> **DIRECTIONS**:
A: Answer these questions from the Utah Jazz article:
(i) Which ligament in the right wrist was ruptured?
(ii) On what date was the NBA season suspended?
(iii) What career-high scoring average was reported?
B: Write the next part of the Utah Jazz article, continuing from its final sentence.

> **TEXT PROVIDED**:
Bojan Bodganovic was one of the most reliable players for the Utah Jazz in the 2019-20 season and, it turns out, was playing with an injured shooting wrist most of the time.
The team announced Bodganovic, a 6-foot-8 forward in his first year with the Jazz, will have season-ending surgery on his right wrist to repair a ruptured scapholunate ligament, which helps connect the hand to the forearm in the middle of the wrist.
According to the team, Bodganovic suffered the injury early in the season and played through it but, after recent evaluations from doctors, Bodganovic and the team decided he should have the procedure Tuesday in New York.
The NBA season has been suspended since March 11 due to the new coronavirus pandemic and, since it’s currently unclear if the 2019-20 season will resume, it’s possible Bogdanovic will not miss any games. The Jazz are 41-23 and in fourth place in the Western Conference.
Bogdanovic, 30 and in his sixth NBA season, was averaging a career-high 20.2 points while adding 3.5 rebounds and 2.1 assists per game, tallying 11 30-point games and buzzer-beaters to defeat Milwaukee and Houston.

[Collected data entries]

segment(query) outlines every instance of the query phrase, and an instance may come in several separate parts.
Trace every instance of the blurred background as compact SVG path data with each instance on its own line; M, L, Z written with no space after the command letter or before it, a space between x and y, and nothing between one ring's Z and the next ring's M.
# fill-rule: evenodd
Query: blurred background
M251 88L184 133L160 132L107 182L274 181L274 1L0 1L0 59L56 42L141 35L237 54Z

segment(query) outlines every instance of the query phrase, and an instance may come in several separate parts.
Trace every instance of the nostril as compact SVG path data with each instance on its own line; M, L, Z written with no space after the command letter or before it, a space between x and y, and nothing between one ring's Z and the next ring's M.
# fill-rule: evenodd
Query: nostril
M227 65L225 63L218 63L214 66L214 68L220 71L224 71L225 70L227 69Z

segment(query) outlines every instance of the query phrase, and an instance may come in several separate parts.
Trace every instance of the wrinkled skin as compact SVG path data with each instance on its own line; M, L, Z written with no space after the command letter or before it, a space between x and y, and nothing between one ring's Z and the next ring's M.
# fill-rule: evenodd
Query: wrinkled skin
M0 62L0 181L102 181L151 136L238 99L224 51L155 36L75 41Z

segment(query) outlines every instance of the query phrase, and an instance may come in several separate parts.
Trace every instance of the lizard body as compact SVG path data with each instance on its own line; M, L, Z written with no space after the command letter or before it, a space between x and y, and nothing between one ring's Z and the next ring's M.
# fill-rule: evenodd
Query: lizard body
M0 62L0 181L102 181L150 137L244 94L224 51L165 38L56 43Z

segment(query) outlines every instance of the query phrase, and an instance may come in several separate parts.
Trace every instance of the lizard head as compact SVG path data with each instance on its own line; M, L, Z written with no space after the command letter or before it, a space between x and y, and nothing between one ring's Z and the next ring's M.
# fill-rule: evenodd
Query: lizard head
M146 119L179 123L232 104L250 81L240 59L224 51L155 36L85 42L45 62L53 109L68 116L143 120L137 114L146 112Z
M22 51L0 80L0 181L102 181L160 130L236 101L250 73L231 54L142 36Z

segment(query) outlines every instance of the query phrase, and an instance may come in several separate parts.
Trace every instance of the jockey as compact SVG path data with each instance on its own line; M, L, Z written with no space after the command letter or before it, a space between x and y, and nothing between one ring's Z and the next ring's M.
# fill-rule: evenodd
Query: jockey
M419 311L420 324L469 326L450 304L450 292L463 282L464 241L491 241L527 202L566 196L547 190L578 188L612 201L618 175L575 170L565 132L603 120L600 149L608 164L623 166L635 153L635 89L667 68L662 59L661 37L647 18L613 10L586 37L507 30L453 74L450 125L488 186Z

> **YOUR WRITTEN ANSWERS**:
A:
(i) The scapholunate ligament
(ii) March 11
(iii) 20.2 points per game

B:
Despite a hurt shooting wrist, Bodganovic was in the middle of his second-best 3-point (41.4%) and free-throw (90.3%) shooting season of his career.
PERRIN TO THE KNICKS
Bogdanvoic’s surgery in New York wasn’t the only Jazz news tied to the Big Apple on Monday.
The New York Knicks will hire Walt Perrin, a 20-year scouting veteran for the Jazz, as their new assistant general manager. The news was first reported by The Athletic.
Perrin has been Utah’s vice president of player personnel for the last 13 years after working the previous seven as director of scouting. He’s credited as being the engine of sorts for Utah’s large player-evaluation engine that sees the team work out a massive number of prospects each offseason.
Those efforts and Perrin’s eye helped the Jazz net unheralded players like Rudy Gobert, Wes Matthews, Joe Ingles and more.
Perrin is the latest addition in a front-office shakeup for the Knicks, which includes new team president Leon Rose, as the franchise tries to shake off an ineptitude that has brought seven straight seasons without making the playoffs and only three postseason appearances in the last 16 seasons.
‘PRAY FOR COACH SLOAN’
Sunday brought the close of ESPN’s 10-part Chicago Bulls series “The Last Dance,” which told the stories of the Bulls’ 1990s dynasty leading up to the final title season of 1997-98.
Prior to the final episodes airing, former NBA Inside Stuff host and NFL Pro Bowler Ahmad Rashad hosted a 1990s NBA reunion that featured stars like John Stockton, Karl Malone, David Robinson, Dominique Wilkins and more.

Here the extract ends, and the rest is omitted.